*** Opening Source passage ***

Interview questionnaire and lung function
The interview questionnaire, which included items on age, sex and chronic bronchitis (defined as cough and phlegm >3 months each yr) was obtained from the European Community Respiratory Health Survey (ECRHS) 12, 13. Current treatments and previous exacerbations were also recorded. All subjects performed forced spirometry and reversibility tests in the morning with the same dry rolling-seal spirometer (Spirometrics, Gray, ME, USA) at baseline and follow-up visits according to standard techniques 14. Forced vital capacity and FEV1 were measured and were compared with age- and height-adjusted reference values obtained from selected volunteers from the Barcelona province 15. This was followed by a reversibility test with salbutamol. Results were expressed as absolute values (mL) and percentages of the reference values.

*** Closing Source passage ***
*** Opening Entries supplied ***

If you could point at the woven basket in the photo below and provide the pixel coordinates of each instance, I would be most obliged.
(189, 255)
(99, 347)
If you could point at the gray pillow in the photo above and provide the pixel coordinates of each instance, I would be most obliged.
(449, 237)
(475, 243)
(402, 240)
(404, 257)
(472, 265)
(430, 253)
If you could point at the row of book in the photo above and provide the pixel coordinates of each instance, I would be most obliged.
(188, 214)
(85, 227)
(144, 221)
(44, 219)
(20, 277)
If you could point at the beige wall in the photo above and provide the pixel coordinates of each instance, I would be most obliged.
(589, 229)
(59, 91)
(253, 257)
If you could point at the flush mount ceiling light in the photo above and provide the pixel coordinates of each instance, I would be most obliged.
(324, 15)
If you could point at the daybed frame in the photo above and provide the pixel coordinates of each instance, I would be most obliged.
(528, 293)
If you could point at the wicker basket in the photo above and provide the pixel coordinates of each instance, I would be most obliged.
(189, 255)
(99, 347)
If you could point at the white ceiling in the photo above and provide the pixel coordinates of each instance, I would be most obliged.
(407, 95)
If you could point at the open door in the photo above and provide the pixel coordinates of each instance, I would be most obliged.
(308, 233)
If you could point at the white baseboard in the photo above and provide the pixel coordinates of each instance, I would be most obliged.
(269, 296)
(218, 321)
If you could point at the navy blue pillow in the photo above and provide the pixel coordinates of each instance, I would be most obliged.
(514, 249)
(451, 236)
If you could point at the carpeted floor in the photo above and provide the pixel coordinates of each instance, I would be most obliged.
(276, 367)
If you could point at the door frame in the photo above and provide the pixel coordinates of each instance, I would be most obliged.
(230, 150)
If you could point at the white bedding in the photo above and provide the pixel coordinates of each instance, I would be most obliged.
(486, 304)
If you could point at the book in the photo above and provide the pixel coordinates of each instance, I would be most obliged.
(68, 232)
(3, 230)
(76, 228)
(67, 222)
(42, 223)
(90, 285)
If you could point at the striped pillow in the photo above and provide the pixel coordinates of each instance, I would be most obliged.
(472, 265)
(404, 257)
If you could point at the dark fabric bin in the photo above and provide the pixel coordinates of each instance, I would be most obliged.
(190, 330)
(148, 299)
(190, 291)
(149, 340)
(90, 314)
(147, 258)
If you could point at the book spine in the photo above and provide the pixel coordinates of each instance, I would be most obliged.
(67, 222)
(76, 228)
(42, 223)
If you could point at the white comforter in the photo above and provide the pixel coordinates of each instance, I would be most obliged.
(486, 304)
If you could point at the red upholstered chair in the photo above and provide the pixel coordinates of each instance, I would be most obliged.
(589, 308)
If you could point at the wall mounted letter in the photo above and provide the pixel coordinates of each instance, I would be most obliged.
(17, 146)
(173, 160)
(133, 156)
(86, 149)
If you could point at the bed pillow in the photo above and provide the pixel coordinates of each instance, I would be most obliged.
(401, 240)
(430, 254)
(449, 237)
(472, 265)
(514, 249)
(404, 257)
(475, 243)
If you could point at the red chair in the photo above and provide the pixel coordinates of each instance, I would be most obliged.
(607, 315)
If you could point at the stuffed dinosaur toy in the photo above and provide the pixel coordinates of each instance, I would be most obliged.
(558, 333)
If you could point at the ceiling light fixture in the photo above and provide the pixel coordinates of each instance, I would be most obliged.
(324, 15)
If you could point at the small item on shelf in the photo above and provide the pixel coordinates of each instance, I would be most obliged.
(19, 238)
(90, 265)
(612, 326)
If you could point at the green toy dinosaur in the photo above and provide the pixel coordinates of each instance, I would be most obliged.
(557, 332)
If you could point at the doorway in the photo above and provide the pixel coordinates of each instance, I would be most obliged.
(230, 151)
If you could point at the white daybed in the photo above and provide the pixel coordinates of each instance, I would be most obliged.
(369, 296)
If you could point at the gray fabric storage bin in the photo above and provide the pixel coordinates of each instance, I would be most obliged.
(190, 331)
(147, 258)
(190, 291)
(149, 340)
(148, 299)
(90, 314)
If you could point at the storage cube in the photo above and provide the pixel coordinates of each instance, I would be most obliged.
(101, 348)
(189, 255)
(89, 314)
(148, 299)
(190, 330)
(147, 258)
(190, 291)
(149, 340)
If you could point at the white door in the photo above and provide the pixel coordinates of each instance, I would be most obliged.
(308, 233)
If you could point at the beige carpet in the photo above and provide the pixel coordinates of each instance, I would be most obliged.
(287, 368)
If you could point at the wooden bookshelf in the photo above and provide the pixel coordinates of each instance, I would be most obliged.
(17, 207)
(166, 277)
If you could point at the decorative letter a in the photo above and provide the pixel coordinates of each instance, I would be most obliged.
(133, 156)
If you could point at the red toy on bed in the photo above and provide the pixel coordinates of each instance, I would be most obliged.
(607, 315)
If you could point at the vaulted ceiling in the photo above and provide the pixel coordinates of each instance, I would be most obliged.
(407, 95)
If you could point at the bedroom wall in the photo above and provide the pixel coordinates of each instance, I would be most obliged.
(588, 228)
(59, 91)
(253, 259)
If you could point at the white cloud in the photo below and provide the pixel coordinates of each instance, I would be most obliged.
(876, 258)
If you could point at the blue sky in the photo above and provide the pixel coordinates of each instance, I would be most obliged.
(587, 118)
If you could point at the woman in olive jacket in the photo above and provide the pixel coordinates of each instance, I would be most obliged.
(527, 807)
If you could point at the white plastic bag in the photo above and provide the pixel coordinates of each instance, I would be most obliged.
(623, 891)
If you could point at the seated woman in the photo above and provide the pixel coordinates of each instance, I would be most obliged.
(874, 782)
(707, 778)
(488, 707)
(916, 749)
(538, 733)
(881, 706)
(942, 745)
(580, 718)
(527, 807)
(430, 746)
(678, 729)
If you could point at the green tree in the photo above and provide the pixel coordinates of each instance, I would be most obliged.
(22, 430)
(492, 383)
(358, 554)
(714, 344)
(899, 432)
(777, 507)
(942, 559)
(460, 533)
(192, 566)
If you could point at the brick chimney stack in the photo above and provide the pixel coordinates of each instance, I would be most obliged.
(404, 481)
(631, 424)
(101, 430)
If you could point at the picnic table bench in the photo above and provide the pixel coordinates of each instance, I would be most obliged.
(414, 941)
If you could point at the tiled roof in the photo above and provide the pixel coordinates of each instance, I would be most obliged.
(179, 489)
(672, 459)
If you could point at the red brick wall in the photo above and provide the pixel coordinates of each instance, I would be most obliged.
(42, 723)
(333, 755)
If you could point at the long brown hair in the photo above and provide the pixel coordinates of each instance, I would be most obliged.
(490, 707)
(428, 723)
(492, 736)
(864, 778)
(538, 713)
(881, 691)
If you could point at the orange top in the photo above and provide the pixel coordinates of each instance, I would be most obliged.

*** Closing Entries supplied ***

■ Actions to take:
(a) Using the passage on the interview questionnaire and lung function, answer the following:
(i) How was chronic bronchitis defined?
(ii) What spirometer did all subjects use?
(iii) Which drug was given for the reversibility test?
(b) Resume the passage on the interview questionnaire and lung function after its last sentence, writing one more paragraph in the same style.

■ Exercise responses:
(a)
(i) Cough and phlegm for more than 3 months each year.
(ii) The same dry rolling-seal spirometer (Spirometrics, Gray, ME, USA).
(iii) Salbutamol.

(b)
Sputum sampling and analysis
An induced sputum sample was obtained and processed within 60 min at each visit according to standard methods 16, 17. In brief, the patient was pre-treated with an inhaled β2-agonist 10 min before nebulisation of isotonic saline (0.9%); this was followed by increasing concentrations of hypertonic saline (3, 4 and 5%) for 7 min with each concentration. After each induction the patient attempted to obtain a sputum sample by coughing, and the nebulisation procedure was halted when the sputum volume collected was ≥1 mL 18. Sputum induction was performed after 6 h of abstinence in current smokers. Samples with >25 leukocytes per field (Murray-Washington ≥3) were considered indicative of a neutrophilic inflammatory response 19, 20.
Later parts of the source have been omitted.